--- START Supplied text ---

News & Media
Finding Research Inspiration in an Open Platform
- NameKFE
- Date2022-11-09
- Hit782
[Interview] Dr. Dong Keun Oh, Superconducting Magnet R&D Team, Fusion Engineering Research
Center
With technology evolving faster and in
increasingly complex ways, the research environment is also changing. Open
innovation and open platforms have become common keywords in science and
technology as well. Communication and collaboration in STEM has not only
increased speed but also reduced distances, becoming a critical key to solving
scientific challenges.
Idea from a High Temperature
Superconductor Research Community
A notoriously complex and challenging
field, nuclear fusion energy has relied on information sharing and
collaboration between nations, publicly-funded research institutions, and
universities. More recently, this collaboration has been taking place in open
platforms and small researcher communities, which are quickly becoming
effective research spaces giving inspiration to researchers through
communication.
One researcher at Korea Institute of Fusion
Energy recently developed a new computational analysis method taking
inspiration from an open platform. We interviewed Dr. Dong Keun Oh of the
Superconducting Magnet R&D Team at the Fusion Engineering Research Center
about this breakthrough.
Dr. Oh’s idea came from
www.htsmodelling.com, a high temperature superconductor (HTS) research
community. In this community, researchers share their findings on a page with
the statement, “This page contains shared examples of numerical
models. Feel free to download the files and use them.”
“I was looking for resources on high
temperature superconductors as part of my work when I first discovered the HTS modeling
community. A study on the computation of magnetic fields in superconducting
magnets caught my eye. It crossed my mind that I could improve upon the
methodology. So I applied this idea into actual research, and wrote a paper
that was published by the Institute of Electrical and Electronics Engineers
(IEEE). I then shared this data in the same way, uploading it to the
community,” recounted Dr. Oh.
(The HTS modelling community where a wide
range of information is shared freely.)
(Images of the modelling method published
with the paper)
Paper Took Only 1 Year to Complete… Open
Platform for R&D Innovation
The findings shared in the HTS modelling community that caught Dr. Oh’s interest was a method to compute magnetic fields in a high temperature superconductor with great precision, down to the most minuscule areas. If this computation is not accurate, the properties of a high temperature superconducting wire cannot be ascertained, which complicates the design process.
A German researcher had shared a method for
magnetic field calculation called A-formulation, using magnetic vector
potential. Seeing this data, Dr. Oh thought that it might be possible to use
the H-formulation instead, as a more direct approach to the magnetic field.
While searching for related data and fleshing out his idea, Dr. Oh found a
paper from 1991 on magnetic field computation in iron cores, unrelated to
superconductors. Referring to the gathered data and adding his own
modifications, he was able to develop a new computational method in consideration
of the domain of discretized magnetic elements and its stray field out of the
surface.

--- END Supplied text ---
--- START Stored records ---

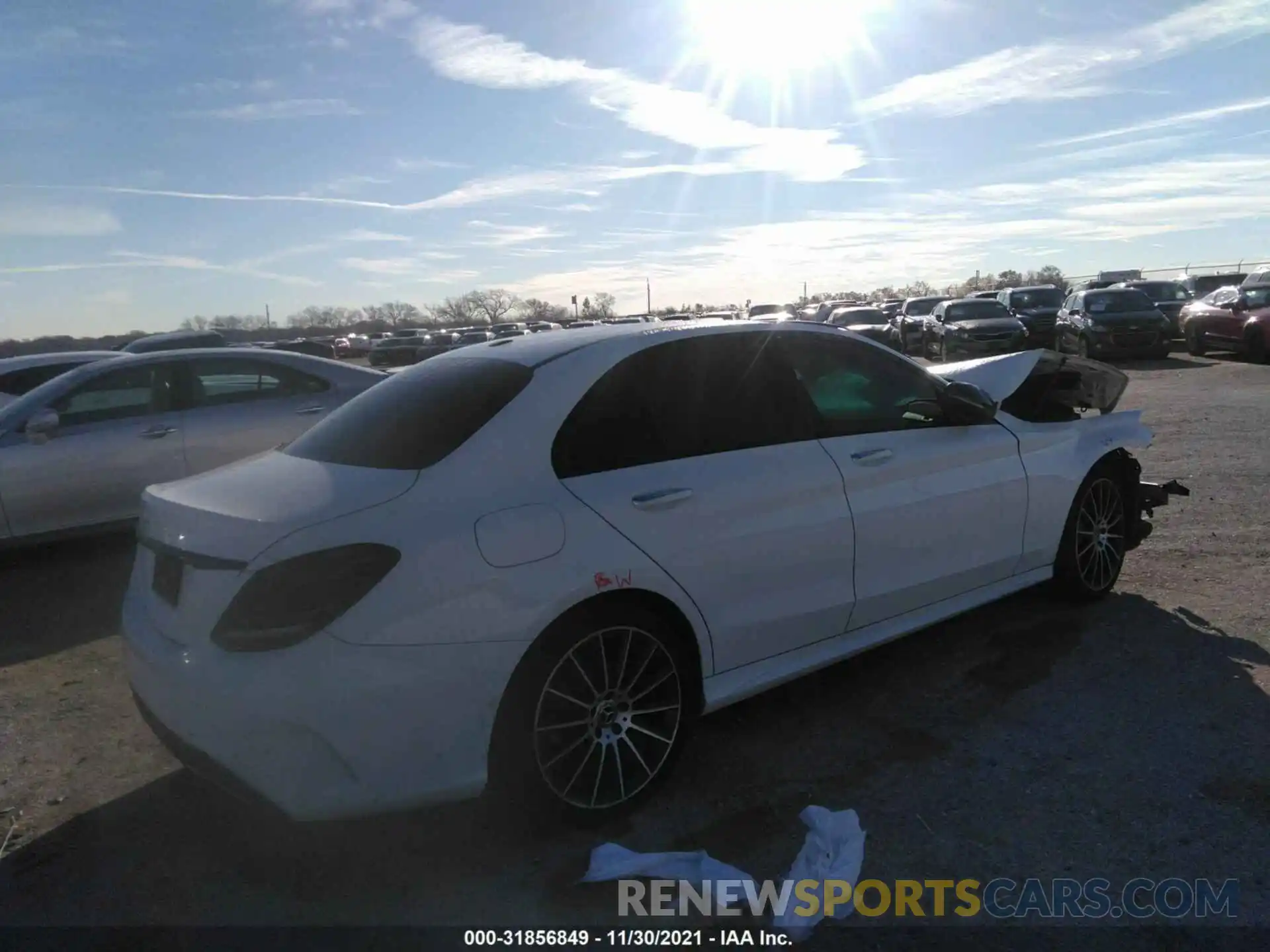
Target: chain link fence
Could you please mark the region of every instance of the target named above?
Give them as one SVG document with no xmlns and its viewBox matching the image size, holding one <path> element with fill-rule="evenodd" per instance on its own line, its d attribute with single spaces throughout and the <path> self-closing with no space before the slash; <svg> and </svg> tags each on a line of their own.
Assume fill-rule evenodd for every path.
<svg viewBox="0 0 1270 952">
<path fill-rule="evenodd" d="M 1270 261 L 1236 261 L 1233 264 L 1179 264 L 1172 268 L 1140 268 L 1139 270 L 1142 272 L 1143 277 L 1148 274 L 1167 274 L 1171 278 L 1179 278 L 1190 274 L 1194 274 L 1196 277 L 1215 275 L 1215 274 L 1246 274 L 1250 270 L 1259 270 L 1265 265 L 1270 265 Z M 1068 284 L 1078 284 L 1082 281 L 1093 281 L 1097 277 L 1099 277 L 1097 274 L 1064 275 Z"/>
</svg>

--- END Stored records ---
--- START Stored records ---

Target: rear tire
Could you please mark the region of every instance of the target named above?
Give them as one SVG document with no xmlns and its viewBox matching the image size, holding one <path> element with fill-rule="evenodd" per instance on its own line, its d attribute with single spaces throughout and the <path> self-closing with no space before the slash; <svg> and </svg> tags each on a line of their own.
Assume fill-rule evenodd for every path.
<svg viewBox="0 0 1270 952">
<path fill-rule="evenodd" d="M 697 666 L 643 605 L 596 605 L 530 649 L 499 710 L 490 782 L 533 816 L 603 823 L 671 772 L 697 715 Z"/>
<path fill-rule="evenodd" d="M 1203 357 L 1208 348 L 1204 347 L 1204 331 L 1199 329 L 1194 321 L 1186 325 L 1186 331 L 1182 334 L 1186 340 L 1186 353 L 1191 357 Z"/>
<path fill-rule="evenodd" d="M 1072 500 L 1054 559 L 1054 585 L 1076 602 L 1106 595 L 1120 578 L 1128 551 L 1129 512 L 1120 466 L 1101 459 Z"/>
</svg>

--- END Stored records ---
--- START Stored records ---

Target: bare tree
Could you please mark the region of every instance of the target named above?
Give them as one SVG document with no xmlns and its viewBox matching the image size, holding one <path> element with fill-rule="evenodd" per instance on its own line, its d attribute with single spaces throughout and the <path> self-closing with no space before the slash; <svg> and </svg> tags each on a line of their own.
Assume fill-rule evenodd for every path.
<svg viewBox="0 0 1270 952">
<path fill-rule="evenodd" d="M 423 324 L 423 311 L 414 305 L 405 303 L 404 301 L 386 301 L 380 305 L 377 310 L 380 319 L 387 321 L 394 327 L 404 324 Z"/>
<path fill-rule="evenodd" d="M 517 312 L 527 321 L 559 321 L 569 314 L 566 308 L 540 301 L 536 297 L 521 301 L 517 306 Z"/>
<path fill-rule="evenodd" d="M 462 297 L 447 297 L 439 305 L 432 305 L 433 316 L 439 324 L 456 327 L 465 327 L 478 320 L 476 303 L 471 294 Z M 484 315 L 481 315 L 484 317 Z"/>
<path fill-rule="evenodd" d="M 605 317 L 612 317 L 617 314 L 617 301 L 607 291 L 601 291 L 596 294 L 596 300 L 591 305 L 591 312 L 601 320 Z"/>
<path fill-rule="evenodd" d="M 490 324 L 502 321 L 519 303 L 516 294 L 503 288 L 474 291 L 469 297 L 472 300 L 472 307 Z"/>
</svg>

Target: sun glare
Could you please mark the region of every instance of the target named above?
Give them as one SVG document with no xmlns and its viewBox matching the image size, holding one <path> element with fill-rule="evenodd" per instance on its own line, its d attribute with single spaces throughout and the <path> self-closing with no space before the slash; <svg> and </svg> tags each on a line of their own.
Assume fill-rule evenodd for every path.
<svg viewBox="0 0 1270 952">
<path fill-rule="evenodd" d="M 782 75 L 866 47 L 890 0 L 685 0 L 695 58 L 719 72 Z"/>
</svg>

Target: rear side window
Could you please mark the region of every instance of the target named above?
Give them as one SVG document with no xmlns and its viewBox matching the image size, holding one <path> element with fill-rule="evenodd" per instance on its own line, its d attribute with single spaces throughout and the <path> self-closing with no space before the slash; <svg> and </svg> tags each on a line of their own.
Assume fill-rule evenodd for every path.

--- END Stored records ---

* [Directions]:
1. Answer these questions using the interview with Dr. Oh:
(a) Which website gave Dr. Oh his idea?
(b) Which organization published his paper?
(c) What magnetic field calculation method had a German researcher shared?
2. Please decide whether each statement agrees with the interview with Dr. Oh, answering yes or no and quoting the words that settle it:
(a) The 1991 paper Dr. Oh found was about superconductors.
(b) Dr. Oh uploaded his own data to the HTS modelling community.
(c) Dr. Oh is on the Superconducting Magnet R&D Team.

* [Answers provided]:
1.
(a) www.htsmodelling.com
(b) The Institute of Electrical and Electronics Engineers (IEEE)
(c) A-formulation, using magnetic vector potential

2.
(a) No: "a paper from 1991 on magnetic field computation in iron cores, unrelated to superconductors"
(b) Yes: "I then shared this data in the same way, uploading it to the community"
(c) Yes: "Dr. Dong Keun Oh of the Superconducting Magnet R&D Team at the Fusion Engineering Research Center"